Written task >> Copy the part of the listing that opens with the line containing "Task: for every" and closes with the line containing "positive clicks: (98, 206)", including both of those lines.
-- Opening Marker --
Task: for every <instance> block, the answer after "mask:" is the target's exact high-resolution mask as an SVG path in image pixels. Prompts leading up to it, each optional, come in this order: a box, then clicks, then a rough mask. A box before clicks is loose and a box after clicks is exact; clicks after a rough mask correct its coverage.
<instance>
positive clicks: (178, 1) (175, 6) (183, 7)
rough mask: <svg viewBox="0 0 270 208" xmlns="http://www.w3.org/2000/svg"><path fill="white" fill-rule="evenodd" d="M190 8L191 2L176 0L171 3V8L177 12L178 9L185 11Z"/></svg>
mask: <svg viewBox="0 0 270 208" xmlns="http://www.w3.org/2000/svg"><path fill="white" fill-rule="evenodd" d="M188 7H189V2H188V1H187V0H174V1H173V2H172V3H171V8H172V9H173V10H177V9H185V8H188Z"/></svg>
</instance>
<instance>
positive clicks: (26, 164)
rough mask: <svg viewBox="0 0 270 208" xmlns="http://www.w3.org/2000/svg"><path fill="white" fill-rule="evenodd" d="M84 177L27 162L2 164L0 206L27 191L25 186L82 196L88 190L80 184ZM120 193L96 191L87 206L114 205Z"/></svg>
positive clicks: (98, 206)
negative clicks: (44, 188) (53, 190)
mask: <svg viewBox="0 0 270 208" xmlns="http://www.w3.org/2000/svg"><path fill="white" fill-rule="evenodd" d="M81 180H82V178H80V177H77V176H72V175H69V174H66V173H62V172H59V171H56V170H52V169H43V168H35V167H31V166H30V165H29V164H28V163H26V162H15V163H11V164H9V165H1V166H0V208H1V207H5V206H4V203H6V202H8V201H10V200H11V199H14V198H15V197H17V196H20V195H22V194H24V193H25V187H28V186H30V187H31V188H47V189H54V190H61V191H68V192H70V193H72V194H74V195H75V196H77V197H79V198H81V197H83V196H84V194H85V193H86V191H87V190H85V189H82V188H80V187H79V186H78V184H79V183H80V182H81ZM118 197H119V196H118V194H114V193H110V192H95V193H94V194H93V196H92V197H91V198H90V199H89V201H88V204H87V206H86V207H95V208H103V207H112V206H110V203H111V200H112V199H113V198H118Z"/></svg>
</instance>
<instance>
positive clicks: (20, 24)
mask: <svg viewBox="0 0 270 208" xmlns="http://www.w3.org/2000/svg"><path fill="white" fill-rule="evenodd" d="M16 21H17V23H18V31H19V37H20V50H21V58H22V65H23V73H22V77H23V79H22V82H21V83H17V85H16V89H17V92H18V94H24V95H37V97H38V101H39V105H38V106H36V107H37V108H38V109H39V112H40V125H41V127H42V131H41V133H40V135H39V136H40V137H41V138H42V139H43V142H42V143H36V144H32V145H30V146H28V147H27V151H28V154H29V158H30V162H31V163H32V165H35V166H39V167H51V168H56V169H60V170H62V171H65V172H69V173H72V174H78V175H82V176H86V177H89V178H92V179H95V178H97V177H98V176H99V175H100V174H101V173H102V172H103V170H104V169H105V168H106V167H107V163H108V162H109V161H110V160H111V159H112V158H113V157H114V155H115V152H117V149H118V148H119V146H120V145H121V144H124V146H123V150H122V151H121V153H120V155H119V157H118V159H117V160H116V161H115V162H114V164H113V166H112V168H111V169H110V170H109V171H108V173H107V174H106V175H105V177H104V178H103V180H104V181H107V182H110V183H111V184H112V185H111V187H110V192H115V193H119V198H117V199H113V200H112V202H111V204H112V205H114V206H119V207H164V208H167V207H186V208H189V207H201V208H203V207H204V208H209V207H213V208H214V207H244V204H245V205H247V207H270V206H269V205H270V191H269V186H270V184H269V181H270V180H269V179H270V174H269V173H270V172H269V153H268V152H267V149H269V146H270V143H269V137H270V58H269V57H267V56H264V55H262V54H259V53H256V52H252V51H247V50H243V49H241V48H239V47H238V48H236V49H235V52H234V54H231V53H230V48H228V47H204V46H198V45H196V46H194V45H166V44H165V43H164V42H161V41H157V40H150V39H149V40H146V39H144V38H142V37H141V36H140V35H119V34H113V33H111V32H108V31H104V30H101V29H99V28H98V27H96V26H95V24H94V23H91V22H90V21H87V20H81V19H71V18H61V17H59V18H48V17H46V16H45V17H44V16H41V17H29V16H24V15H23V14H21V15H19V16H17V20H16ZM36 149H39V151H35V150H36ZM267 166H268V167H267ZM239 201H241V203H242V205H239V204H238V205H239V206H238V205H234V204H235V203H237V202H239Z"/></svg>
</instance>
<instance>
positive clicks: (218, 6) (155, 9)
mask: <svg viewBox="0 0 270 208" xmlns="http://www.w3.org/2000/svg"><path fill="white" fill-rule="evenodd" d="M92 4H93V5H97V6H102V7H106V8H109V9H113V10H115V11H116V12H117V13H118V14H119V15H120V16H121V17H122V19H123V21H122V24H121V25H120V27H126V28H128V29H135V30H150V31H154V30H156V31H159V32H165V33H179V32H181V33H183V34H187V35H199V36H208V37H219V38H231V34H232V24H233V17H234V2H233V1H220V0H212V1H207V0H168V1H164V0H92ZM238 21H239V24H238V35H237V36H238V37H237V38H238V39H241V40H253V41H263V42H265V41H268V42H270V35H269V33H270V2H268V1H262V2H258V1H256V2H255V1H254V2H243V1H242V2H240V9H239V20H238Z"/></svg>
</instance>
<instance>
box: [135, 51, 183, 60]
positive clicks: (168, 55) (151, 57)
-- Closing Marker --
-- Opening Marker --
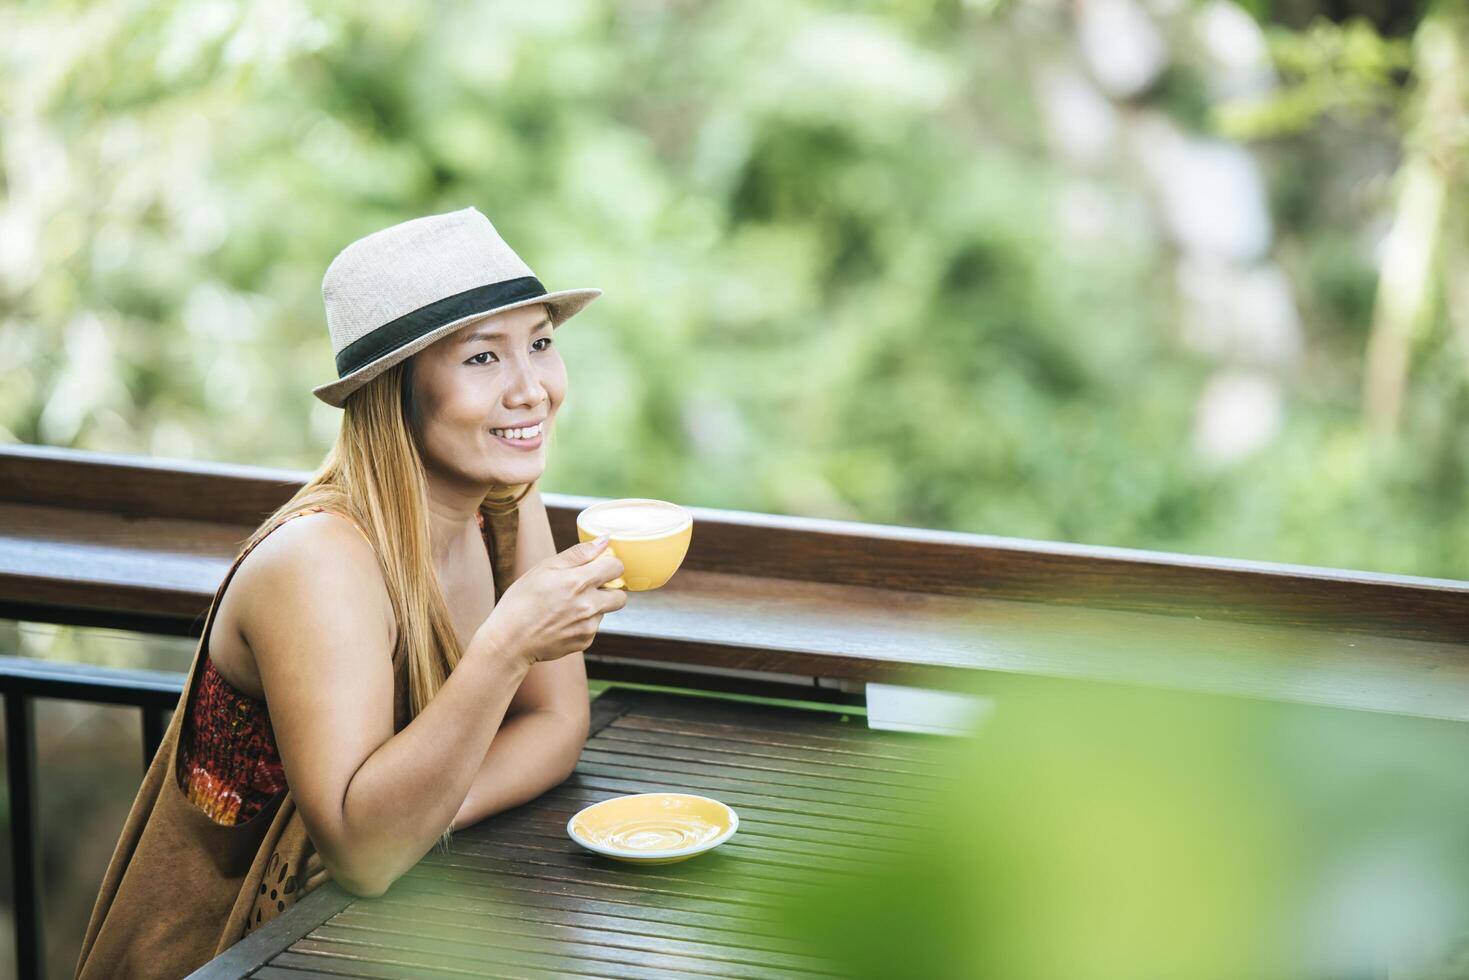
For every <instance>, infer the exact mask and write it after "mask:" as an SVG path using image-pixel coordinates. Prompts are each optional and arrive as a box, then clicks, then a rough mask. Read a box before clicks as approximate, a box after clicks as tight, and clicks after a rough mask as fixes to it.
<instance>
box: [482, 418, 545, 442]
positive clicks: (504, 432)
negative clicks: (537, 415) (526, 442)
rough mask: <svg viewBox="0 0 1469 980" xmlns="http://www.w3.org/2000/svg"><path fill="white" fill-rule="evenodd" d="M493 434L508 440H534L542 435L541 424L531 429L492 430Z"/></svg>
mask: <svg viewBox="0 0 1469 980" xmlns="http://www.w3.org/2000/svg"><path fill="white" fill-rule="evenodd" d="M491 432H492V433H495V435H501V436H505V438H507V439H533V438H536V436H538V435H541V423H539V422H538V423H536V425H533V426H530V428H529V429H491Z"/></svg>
-- Closing Marker --
Result of this task >>
Task: for every <instance> block, the answer after "mask:" is the target's exact high-resolution mask as an SVG path in image pixels. Prompts leading up to it, each optional, come in this order: a box, then clicks, then a rough mask. A box before clicks is loose and a box after clicks is exact; clicks after a rough mask correct its coverage.
<instance>
positive clicks: (178, 1) (175, 6) (183, 7)
rough mask: <svg viewBox="0 0 270 208" xmlns="http://www.w3.org/2000/svg"><path fill="white" fill-rule="evenodd" d="M190 8L191 2L176 0L171 3V8L177 12L178 9L185 11Z"/></svg>
mask: <svg viewBox="0 0 270 208" xmlns="http://www.w3.org/2000/svg"><path fill="white" fill-rule="evenodd" d="M188 7H189V2H188V1H187V0H174V1H173V2H172V3H171V8H172V9H173V10H177V9H185V8H188Z"/></svg>
</instance>
<instance>
positive clicks: (26, 164)
rough mask: <svg viewBox="0 0 270 208" xmlns="http://www.w3.org/2000/svg"><path fill="white" fill-rule="evenodd" d="M84 177L27 162L2 164L0 206L27 191L25 186L82 196L88 190L80 184ZM120 193L96 191L87 206L114 205Z"/></svg>
positive clicks: (98, 206)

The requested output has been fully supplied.